_WORK TO BE COMPLETED_
Starting with the line that holds "point: dark green", copy out each remaining line of the listing below, up to and including the last one, and include nothing else.

_DATA IN THIS EXERCISE_

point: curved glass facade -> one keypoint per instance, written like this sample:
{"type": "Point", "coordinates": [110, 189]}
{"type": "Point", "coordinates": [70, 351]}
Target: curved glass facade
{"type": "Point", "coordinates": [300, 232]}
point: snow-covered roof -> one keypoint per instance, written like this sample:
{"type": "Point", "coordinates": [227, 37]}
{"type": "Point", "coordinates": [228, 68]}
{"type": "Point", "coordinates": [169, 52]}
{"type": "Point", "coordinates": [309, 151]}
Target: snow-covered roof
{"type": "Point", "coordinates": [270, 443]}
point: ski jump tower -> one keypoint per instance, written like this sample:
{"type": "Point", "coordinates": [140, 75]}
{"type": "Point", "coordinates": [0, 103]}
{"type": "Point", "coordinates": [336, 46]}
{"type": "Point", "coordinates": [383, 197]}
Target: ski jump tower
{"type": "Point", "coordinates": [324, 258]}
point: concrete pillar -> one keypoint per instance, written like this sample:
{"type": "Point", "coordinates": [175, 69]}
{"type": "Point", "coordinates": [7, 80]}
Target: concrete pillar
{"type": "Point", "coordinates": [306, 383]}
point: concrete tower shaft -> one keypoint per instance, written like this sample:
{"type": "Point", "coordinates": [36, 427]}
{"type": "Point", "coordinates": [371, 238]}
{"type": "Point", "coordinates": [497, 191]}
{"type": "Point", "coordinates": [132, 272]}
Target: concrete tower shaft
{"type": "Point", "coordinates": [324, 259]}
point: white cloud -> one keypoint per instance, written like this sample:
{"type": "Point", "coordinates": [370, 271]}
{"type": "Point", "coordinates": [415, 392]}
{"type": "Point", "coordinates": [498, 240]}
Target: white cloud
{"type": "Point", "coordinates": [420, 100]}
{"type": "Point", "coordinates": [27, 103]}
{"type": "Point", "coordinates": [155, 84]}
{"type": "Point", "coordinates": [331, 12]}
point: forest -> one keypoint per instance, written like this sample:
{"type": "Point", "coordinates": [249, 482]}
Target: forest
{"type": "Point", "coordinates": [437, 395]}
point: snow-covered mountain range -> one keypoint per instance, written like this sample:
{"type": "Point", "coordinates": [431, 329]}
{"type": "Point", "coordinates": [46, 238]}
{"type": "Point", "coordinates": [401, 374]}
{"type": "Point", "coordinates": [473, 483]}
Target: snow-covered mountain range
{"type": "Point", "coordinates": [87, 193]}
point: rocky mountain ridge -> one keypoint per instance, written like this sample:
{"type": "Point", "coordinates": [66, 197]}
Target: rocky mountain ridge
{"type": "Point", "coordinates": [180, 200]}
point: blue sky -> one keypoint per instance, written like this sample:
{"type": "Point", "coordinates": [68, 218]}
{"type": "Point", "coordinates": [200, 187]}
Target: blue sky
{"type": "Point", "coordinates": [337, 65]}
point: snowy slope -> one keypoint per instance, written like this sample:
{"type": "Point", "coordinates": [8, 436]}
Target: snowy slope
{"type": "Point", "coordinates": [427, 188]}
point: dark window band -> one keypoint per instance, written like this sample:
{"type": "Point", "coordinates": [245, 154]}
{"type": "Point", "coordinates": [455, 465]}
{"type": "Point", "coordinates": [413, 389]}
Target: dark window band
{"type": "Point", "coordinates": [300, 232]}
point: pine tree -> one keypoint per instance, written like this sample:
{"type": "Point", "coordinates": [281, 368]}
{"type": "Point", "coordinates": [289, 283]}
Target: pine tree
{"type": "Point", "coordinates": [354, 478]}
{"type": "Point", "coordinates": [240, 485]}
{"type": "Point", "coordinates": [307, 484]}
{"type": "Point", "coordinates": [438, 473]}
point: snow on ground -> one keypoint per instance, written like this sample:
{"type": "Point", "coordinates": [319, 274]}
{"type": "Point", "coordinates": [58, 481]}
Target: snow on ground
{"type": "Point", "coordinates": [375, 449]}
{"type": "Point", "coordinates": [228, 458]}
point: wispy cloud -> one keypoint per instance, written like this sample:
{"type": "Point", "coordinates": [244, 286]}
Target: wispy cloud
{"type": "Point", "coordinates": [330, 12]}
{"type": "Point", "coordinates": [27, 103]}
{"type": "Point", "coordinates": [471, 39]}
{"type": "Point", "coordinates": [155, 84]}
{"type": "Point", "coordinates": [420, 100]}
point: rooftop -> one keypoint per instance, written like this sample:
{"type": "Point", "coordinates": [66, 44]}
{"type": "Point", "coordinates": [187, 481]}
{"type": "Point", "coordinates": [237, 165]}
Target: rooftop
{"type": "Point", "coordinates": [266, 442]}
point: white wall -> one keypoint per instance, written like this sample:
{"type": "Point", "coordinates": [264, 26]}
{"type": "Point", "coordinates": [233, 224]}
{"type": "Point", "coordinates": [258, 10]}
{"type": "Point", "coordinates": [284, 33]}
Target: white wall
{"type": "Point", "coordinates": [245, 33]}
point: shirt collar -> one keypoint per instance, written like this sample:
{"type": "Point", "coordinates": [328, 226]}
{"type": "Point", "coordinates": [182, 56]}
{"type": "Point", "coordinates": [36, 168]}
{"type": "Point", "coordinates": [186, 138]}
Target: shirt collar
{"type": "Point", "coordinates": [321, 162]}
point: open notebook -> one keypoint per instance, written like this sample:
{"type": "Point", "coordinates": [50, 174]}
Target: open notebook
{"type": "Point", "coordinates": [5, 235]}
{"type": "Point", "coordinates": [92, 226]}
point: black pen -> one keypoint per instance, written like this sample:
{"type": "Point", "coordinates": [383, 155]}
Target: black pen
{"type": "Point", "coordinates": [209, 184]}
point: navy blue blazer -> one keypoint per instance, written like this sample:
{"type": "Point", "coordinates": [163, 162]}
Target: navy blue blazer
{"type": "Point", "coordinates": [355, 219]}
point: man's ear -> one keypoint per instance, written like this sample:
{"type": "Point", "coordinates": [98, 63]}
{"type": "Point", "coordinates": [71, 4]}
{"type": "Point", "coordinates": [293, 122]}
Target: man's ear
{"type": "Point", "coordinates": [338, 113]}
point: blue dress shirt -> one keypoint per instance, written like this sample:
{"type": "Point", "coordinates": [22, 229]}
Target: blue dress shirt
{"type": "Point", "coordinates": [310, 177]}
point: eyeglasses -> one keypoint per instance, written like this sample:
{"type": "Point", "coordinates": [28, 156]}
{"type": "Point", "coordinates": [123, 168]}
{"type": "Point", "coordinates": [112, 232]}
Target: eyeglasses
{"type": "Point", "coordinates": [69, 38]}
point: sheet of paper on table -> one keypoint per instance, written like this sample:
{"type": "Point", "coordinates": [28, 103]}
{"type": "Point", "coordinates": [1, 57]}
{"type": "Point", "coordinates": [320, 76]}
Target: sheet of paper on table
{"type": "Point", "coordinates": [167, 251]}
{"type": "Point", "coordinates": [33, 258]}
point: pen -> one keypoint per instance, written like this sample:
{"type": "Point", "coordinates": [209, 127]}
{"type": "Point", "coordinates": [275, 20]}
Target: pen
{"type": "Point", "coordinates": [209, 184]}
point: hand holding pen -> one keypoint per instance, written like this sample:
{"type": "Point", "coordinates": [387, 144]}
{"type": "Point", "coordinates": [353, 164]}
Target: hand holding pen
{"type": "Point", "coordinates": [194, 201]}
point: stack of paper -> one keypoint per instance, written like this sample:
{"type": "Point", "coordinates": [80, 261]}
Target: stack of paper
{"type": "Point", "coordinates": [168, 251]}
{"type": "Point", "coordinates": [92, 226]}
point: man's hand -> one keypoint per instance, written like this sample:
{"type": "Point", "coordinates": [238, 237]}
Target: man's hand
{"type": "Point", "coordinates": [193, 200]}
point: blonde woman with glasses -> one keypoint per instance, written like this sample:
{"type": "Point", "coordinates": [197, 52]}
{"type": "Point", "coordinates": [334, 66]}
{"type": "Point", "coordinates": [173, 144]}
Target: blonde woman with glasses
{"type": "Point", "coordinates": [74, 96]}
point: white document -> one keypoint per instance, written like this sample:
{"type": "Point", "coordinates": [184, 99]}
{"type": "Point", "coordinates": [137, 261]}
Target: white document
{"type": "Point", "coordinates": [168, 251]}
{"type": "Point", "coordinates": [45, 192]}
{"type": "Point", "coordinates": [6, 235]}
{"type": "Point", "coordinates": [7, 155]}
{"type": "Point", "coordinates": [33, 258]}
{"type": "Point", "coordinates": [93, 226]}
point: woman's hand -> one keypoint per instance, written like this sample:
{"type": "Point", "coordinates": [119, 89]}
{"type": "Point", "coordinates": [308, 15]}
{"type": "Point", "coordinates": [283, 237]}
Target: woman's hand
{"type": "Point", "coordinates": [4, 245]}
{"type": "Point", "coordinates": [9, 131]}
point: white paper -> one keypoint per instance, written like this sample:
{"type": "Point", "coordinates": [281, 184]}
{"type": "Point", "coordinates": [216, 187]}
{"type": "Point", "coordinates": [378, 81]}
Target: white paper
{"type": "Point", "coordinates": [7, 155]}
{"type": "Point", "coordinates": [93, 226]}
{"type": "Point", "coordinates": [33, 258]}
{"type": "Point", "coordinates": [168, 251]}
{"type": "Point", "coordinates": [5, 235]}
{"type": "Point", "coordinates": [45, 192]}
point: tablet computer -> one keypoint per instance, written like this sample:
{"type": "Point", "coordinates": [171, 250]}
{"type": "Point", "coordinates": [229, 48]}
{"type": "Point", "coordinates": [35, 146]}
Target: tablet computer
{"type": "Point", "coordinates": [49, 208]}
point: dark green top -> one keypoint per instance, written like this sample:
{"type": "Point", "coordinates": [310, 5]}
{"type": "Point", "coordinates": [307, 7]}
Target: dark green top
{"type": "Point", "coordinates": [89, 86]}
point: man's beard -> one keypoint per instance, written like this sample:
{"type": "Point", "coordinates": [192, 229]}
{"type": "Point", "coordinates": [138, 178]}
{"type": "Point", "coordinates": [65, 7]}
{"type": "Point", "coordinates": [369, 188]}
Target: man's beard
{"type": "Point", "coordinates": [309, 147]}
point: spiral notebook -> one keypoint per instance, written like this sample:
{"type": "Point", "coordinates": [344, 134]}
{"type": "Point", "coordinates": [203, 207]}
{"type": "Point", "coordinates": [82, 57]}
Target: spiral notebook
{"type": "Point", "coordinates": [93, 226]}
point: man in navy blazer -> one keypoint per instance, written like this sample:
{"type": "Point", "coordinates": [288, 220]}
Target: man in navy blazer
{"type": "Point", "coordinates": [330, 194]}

_COMPLETE OUTPUT_
point: dark green top -> one keypoint per instance, written like this sample:
{"type": "Point", "coordinates": [310, 5]}
{"type": "Point", "coordinates": [307, 7]}
Target: dark green top
{"type": "Point", "coordinates": [89, 86]}
point: man's beard -> one keypoint per instance, written like this sample:
{"type": "Point", "coordinates": [192, 229]}
{"type": "Point", "coordinates": [138, 178]}
{"type": "Point", "coordinates": [65, 7]}
{"type": "Point", "coordinates": [369, 188]}
Target: man's beard
{"type": "Point", "coordinates": [309, 147]}
point: spiral notebook -> one keypoint per instance, written like this sample:
{"type": "Point", "coordinates": [344, 134]}
{"type": "Point", "coordinates": [203, 207]}
{"type": "Point", "coordinates": [82, 57]}
Target: spiral notebook
{"type": "Point", "coordinates": [93, 226]}
point: man in navy blazer -> one keypoint per instance, written like this sample:
{"type": "Point", "coordinates": [288, 220]}
Target: man in navy blazer
{"type": "Point", "coordinates": [330, 194]}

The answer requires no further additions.